ASSIGNMENT: An exact transcription of all the data is required, with every image removed.

Point-per-instance localization data:
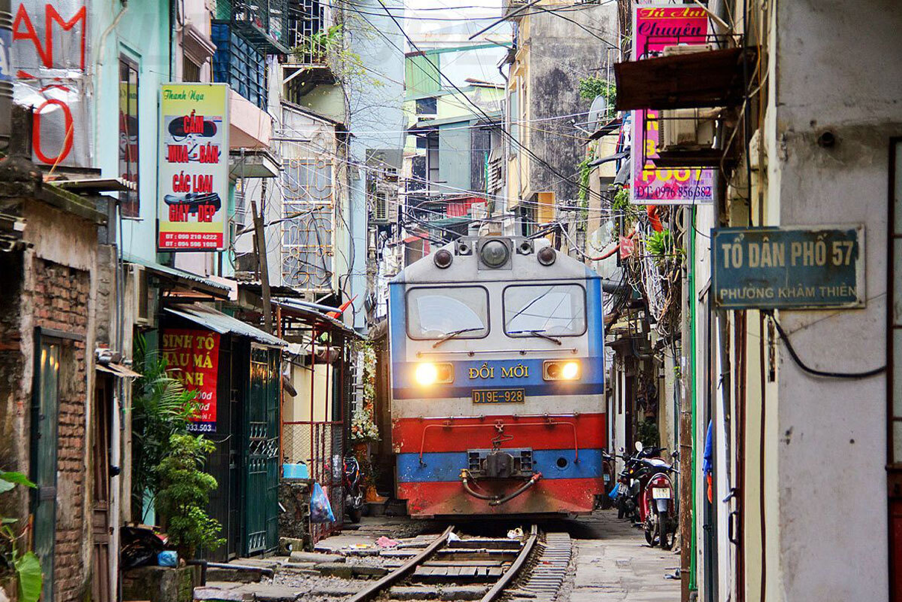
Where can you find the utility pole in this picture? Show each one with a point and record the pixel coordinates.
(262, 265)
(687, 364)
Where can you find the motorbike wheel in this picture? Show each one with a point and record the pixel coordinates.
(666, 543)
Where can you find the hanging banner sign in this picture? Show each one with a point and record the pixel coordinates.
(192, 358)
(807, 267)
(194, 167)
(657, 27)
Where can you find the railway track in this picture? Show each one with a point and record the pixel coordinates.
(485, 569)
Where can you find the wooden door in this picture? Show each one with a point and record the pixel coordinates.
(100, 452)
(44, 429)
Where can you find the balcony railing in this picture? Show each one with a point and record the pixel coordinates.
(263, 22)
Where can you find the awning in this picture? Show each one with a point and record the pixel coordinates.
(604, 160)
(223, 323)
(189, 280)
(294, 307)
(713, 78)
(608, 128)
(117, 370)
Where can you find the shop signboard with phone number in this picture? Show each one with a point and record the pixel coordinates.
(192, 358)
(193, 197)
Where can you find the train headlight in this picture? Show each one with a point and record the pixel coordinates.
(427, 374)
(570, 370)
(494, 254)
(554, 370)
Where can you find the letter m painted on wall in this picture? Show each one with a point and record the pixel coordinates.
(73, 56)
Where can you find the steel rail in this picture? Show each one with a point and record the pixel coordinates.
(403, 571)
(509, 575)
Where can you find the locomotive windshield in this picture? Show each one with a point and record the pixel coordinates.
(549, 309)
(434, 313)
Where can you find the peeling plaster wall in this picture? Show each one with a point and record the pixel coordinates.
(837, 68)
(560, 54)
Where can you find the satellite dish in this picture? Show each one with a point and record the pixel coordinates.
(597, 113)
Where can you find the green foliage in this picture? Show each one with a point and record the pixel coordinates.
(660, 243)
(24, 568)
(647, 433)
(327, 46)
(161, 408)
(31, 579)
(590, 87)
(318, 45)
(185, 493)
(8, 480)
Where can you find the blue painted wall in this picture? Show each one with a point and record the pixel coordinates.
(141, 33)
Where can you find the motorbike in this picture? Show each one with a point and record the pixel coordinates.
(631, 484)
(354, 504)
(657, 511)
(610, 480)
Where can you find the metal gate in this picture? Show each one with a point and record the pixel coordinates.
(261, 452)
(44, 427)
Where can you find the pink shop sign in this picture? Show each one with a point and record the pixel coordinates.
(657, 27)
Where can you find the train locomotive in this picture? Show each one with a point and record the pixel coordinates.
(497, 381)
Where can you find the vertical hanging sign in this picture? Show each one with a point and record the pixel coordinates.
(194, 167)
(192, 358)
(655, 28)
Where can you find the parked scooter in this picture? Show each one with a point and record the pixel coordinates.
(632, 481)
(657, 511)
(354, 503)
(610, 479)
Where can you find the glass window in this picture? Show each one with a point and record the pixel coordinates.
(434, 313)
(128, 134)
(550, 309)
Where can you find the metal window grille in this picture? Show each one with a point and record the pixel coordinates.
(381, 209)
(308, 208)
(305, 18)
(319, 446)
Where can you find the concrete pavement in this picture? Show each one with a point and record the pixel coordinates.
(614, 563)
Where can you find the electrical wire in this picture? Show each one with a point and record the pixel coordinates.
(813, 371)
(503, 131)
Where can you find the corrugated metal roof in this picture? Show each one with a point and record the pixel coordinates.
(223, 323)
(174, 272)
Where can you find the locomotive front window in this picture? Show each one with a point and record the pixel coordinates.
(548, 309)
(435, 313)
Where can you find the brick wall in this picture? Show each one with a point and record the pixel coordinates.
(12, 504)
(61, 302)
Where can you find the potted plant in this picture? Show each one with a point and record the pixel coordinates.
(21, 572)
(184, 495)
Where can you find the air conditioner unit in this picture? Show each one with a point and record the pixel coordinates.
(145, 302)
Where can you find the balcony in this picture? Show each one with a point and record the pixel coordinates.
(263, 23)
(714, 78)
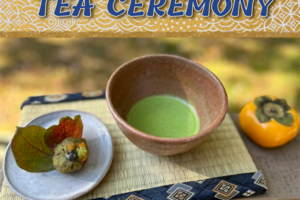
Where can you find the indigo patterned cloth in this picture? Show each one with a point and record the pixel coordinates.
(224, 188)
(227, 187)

TASK ANSWER:
Where can you find the utility pole in this picture? Show each one with a point and record the pixel coordinates.
(262, 265)
(687, 364)
Where can you find the motorbike wheel in this picture? Show each one with a point and record the pixel coordinates.
(666, 543)
Where can you find the hanging banner sign in this picture? Show each one with a point and record the pixel coordinates.
(192, 358)
(807, 267)
(194, 167)
(657, 27)
Where can you find the railway track in this picture? Show each one with a point and record the pixel coordinates.
(485, 569)
Where can you find the wooden door in this picture? Show each one with a point and record the pixel coordinates.
(100, 452)
(44, 429)
Where can you find the balcony railing in this picture? Show each one with a point and record the pixel coordinates.
(263, 22)
Where can you find the awning in this picture? Show each one with a point and record the pixel coordinates.
(604, 160)
(223, 323)
(189, 280)
(294, 307)
(713, 78)
(608, 128)
(117, 370)
Where can you find the shop signboard with phone number in this picture? Show each one with a point and record the pixel coordinates.
(192, 358)
(193, 197)
Where can you find the train headlight in this picture? Show each one with a point and record the pixel coordinates.
(427, 374)
(570, 370)
(494, 254)
(554, 370)
Where can you find the letter m painted on wall in this picture? Show each one with a point and record the pixel coordinates.
(73, 56)
Where can you find the steel rail in this picture? Show each one with a point and record the pixel coordinates.
(403, 571)
(509, 575)
Where can you find the locomotive windshield in this picture? Show each one with a point and record the pixel coordinates.
(549, 309)
(434, 313)
Where can you find the peeling plaster wall in this picture? Show each one with a point and record the pixel coordinates.
(837, 68)
(560, 54)
Where can you find the satellite dish in this picture? Show each one with a point and record the pixel coordinates.
(597, 113)
Where can you find the green foliage in this picture? Show each one with a point and record the pixel coordinates.
(660, 243)
(24, 568)
(647, 433)
(327, 46)
(161, 408)
(31, 579)
(590, 87)
(318, 45)
(185, 493)
(8, 480)
Where can you find the blue painted wall in this picture? Show each one with a point and record the pixel coordinates.
(141, 33)
Where can you find the motorbike in this picture? Show each one with a point and record the pixel coordinates.
(631, 484)
(354, 504)
(657, 511)
(610, 480)
Where can you find the metal gate in this picture? Show each one with a point and record the pixel coordinates.
(261, 452)
(44, 427)
Where can you find the pink shop sign in this picture? Show each one with a point and record the pixel coordinates.
(657, 27)
Where can you find the train locomotive in this picture? Show each one with a point and record the pixel coordinates.
(497, 381)
Where can you find the vertical hanging sign in this picture? Show each one with a point and record the pixel coordinates.
(194, 167)
(192, 358)
(655, 28)
Where can you find the parked scooter in this picture? Show each one with a point and record the pixel coordinates.
(632, 481)
(657, 511)
(354, 503)
(610, 479)
Where can you find the glass window in this picture? Show each one with a point and record the pixel coordinates.
(434, 313)
(128, 134)
(550, 309)
Where can you find the metal window grille in this picture? Show each one with a point and record the pixel coordinates.
(381, 209)
(308, 208)
(305, 18)
(319, 446)
Where can you find the concrete pavement in this picture? Show each one with a point and record the pixel coordinates.
(614, 563)
Where can you find the electrical wire in this picture? Show each one with a point and record the pixel coordinates.
(813, 371)
(503, 131)
Where can you find the corrugated metal roof in this picture? Show each one with a point and record the pixel coordinates.
(223, 323)
(174, 272)
Where can you find the locomotive front window in this picture? Show each one with a point and record the pixel coordinates.
(548, 309)
(435, 313)
Where can you find the brick wall in this picture? Show each one with a point and record the pixel coordinates.
(12, 504)
(61, 302)
Where can you find the potted plant in this picture? Show each one with a point and record the pixel coordinates.
(21, 572)
(184, 495)
Where can you find the air conditioner unit in this picture? Show each one with a point and record the pixel coordinates.
(145, 302)
Where can you find the balcony in this picture? Show each one with a point and record the pixel coordinates.
(263, 23)
(714, 78)
Where can you find the indigo patterned cloth in this picture? Show each one with a point and record the pixel coordinates.
(224, 188)
(227, 187)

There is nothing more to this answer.